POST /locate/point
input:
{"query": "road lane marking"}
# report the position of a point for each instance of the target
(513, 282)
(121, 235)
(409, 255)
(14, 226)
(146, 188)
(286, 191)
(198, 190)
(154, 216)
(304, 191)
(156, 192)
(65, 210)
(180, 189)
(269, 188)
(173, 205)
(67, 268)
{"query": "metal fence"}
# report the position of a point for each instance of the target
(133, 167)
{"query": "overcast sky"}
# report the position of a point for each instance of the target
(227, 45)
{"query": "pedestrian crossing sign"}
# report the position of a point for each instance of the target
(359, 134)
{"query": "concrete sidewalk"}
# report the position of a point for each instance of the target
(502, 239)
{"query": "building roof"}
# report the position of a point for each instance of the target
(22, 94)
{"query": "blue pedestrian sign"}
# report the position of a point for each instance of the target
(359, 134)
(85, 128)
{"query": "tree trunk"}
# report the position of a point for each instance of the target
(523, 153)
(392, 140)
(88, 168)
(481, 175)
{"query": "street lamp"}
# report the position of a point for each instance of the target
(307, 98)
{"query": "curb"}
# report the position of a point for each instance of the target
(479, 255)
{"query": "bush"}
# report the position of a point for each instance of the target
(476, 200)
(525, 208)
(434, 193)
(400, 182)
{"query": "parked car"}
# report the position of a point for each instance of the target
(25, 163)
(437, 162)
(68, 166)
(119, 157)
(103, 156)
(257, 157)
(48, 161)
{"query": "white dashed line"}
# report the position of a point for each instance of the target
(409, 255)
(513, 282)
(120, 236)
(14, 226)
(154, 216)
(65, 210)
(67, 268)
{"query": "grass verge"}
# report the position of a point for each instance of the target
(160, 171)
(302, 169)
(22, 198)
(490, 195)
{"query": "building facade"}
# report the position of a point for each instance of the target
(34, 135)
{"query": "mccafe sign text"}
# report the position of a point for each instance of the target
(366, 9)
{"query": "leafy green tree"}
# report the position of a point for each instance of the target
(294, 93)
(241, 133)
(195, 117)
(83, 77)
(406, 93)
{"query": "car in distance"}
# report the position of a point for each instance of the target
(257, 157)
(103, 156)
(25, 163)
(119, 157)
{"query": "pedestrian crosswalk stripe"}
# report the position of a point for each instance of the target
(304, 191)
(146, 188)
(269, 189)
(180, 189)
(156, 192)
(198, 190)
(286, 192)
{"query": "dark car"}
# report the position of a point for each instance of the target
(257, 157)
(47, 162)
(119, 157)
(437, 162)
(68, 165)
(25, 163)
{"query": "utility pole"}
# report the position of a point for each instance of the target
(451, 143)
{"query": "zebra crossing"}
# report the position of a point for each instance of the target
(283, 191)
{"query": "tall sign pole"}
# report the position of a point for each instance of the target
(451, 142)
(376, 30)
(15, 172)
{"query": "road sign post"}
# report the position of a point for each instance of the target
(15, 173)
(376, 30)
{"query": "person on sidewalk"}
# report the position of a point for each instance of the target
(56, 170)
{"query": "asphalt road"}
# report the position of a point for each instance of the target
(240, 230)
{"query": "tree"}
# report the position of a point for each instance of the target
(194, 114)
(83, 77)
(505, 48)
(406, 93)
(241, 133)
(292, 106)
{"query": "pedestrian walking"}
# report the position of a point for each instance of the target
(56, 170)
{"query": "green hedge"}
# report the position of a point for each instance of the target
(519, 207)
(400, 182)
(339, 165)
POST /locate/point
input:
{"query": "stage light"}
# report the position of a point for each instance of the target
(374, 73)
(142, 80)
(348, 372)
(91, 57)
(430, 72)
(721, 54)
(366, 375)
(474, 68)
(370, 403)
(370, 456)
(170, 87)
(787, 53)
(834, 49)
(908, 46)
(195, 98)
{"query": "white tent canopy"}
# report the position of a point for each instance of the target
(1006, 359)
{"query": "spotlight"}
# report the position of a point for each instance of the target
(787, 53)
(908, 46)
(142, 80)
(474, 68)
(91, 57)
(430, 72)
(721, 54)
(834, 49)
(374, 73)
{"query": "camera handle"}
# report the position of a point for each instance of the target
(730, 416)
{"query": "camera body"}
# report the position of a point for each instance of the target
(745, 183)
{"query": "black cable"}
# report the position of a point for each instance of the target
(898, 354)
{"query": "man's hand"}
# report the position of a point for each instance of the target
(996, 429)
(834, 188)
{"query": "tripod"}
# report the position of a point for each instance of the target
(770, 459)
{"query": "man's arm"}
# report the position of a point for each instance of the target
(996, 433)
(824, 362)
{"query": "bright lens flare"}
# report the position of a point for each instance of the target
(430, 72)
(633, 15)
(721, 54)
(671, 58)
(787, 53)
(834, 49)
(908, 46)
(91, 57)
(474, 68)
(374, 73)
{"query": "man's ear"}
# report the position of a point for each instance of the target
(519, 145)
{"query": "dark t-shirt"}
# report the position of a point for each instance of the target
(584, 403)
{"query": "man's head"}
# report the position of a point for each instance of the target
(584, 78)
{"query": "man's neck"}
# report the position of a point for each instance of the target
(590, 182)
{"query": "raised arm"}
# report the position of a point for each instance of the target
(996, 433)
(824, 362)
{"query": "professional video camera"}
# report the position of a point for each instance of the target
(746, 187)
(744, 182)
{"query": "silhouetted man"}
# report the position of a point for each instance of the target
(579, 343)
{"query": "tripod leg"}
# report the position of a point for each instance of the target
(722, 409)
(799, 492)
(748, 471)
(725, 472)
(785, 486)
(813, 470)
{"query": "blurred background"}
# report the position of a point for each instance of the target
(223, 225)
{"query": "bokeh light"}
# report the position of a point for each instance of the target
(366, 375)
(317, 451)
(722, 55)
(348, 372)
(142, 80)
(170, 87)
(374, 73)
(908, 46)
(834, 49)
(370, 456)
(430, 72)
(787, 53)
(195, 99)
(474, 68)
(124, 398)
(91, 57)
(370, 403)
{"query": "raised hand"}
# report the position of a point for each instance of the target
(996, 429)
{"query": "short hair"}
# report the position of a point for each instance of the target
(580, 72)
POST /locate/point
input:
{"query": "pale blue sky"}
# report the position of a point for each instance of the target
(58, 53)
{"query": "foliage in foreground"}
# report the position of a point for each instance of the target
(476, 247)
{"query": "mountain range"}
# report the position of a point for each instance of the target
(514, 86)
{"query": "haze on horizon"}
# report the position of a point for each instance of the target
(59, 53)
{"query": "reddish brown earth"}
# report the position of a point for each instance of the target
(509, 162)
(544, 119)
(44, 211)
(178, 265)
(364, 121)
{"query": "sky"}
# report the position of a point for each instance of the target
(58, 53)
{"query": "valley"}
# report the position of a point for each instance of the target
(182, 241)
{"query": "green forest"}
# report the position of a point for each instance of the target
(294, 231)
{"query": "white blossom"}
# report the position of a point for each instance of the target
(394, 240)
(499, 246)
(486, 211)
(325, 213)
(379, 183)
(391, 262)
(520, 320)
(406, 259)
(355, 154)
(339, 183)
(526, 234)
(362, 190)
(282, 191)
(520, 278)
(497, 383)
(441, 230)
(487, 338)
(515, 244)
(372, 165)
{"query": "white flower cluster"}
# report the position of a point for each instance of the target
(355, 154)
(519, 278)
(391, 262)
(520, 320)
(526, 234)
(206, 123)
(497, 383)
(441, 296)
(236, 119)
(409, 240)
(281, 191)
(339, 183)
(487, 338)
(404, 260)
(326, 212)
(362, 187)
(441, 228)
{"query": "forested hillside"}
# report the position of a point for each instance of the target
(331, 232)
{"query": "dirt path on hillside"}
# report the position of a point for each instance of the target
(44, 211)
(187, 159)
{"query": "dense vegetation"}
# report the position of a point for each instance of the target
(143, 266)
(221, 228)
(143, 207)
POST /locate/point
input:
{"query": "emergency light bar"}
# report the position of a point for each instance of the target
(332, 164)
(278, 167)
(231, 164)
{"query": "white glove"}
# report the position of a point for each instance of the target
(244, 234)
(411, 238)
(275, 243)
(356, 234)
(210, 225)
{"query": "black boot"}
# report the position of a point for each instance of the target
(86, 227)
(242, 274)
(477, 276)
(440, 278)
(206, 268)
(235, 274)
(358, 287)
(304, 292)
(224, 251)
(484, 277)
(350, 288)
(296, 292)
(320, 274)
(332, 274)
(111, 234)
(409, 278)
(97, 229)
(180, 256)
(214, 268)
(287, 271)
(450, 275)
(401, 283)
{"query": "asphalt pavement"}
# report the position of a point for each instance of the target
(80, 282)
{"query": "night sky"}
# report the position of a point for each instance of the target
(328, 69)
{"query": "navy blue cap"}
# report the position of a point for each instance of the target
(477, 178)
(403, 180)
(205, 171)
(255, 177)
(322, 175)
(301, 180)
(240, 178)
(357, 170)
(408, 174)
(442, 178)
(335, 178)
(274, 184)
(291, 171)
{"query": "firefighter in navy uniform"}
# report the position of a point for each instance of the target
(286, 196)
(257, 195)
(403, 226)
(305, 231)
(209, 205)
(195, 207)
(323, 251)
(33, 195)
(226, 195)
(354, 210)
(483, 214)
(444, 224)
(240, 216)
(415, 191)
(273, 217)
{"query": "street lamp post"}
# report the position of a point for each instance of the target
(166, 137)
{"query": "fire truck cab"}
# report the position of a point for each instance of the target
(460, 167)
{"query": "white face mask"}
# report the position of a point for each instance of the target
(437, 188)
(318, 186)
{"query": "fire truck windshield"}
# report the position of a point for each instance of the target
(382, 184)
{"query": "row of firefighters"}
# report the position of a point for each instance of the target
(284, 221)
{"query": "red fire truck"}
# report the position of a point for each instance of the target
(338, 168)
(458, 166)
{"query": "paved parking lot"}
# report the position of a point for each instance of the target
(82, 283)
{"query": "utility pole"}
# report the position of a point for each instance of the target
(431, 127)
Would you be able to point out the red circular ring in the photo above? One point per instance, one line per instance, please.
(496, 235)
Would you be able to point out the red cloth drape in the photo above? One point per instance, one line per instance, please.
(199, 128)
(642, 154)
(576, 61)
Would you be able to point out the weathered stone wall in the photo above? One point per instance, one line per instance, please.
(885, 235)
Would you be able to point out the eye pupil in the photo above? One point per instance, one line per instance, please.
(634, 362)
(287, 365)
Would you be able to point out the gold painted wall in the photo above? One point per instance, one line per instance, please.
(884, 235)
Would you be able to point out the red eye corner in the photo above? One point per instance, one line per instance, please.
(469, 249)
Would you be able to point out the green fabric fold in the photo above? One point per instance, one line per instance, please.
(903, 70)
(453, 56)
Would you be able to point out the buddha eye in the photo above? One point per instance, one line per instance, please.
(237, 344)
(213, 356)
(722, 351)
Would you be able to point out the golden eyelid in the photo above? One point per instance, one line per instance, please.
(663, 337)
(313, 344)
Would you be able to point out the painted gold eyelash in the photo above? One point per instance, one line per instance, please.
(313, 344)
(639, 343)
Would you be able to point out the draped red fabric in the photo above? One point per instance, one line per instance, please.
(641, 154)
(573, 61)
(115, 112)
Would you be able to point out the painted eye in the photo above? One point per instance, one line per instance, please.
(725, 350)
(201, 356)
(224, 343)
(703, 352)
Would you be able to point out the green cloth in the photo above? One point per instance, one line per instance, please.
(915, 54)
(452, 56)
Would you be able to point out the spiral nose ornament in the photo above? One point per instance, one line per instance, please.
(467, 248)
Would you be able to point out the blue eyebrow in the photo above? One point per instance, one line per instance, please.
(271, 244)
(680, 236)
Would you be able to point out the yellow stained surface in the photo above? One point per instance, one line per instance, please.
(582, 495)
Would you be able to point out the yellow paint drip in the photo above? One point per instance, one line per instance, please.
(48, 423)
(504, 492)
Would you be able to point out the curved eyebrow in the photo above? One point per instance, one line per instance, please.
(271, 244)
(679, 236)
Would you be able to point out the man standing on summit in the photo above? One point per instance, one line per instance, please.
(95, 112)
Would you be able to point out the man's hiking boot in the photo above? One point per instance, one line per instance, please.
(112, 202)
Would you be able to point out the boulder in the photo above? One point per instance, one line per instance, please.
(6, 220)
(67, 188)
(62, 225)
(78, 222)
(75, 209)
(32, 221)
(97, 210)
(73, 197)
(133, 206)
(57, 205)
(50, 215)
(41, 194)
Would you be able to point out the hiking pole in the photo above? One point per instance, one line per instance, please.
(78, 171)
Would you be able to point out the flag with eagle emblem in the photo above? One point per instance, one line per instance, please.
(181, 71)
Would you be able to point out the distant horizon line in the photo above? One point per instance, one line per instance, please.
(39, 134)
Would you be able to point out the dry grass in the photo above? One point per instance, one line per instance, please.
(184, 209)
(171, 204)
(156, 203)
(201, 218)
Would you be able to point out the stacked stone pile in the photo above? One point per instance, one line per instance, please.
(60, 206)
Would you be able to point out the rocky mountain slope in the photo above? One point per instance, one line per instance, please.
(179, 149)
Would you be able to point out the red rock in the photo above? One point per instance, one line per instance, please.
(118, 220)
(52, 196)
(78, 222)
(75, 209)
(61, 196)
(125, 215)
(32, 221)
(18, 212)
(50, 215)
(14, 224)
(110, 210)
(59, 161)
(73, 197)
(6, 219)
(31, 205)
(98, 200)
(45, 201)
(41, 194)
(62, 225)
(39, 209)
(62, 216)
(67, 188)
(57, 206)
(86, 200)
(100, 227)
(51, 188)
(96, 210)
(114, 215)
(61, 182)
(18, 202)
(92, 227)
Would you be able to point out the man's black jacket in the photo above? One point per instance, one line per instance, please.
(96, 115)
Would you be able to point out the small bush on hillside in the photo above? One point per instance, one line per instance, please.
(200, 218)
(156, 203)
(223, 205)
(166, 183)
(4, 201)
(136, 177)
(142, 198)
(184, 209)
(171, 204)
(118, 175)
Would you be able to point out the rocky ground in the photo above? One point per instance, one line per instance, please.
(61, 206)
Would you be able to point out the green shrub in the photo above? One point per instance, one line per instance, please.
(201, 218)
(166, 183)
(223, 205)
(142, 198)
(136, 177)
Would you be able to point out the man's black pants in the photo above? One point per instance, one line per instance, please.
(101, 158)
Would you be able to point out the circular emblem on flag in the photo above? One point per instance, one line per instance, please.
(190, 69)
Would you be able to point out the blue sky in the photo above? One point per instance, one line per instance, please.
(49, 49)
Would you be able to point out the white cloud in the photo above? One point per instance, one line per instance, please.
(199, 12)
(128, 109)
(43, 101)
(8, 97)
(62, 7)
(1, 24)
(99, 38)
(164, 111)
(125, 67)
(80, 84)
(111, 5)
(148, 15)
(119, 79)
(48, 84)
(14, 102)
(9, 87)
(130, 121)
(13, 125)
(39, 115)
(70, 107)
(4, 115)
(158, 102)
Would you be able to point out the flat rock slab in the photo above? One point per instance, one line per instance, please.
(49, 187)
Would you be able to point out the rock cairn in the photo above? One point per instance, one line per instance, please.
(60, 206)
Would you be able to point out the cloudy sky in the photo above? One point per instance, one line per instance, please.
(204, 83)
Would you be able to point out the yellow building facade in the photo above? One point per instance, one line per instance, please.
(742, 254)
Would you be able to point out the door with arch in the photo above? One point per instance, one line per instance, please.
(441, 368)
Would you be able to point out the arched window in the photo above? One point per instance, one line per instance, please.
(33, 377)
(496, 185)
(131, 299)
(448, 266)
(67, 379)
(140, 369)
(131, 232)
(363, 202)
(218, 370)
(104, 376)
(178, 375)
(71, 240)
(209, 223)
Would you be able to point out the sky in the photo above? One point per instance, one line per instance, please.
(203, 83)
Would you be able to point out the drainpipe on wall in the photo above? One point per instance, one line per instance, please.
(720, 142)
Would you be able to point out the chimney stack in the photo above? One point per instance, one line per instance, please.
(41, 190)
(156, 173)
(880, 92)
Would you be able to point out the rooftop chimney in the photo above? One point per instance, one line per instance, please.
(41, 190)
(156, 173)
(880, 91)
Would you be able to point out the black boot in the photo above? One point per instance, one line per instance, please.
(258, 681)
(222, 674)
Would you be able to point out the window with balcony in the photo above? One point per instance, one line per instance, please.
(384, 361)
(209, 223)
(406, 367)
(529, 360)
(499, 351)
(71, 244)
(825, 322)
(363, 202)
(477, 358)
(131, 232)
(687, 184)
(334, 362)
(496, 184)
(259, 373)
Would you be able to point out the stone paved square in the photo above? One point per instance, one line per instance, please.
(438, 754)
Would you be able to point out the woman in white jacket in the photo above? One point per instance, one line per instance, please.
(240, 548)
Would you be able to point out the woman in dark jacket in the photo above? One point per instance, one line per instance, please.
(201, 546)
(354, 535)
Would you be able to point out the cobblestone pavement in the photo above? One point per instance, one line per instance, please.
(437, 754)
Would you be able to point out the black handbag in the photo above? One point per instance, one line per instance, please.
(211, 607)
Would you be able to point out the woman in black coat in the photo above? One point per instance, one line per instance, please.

----

_Brief:_ Your answer should reproduce each line of the listing that holds the word "sidewalk".

_Task result:_
{"query": "concrete sidewalk"}
{"query": "person on sidewalk"}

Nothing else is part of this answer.